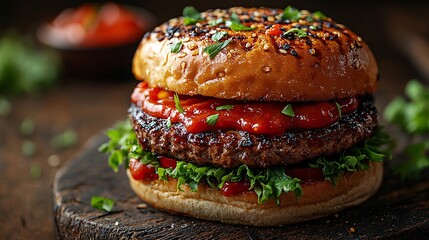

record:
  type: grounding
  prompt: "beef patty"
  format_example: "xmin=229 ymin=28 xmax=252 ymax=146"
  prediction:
xmin=128 ymin=98 xmax=377 ymax=168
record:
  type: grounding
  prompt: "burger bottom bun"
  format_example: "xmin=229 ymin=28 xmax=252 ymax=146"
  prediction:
xmin=127 ymin=163 xmax=383 ymax=226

————————

▸ TO BE DONE: Update all the entries by changing every "prediction" to "result" and keeping everything else the same. Leave the pictures out of your answer.

▸ TASK RESULT:
record:
  type: grounding
  prompt: "beef patty"
  format_example: "xmin=229 ymin=28 xmax=252 ymax=146"
  result:
xmin=128 ymin=98 xmax=377 ymax=168
record:
  type: grounding
  prompt: "burger bottom bun"
  format_example: "xmin=229 ymin=28 xmax=252 ymax=146"
  result:
xmin=127 ymin=163 xmax=383 ymax=226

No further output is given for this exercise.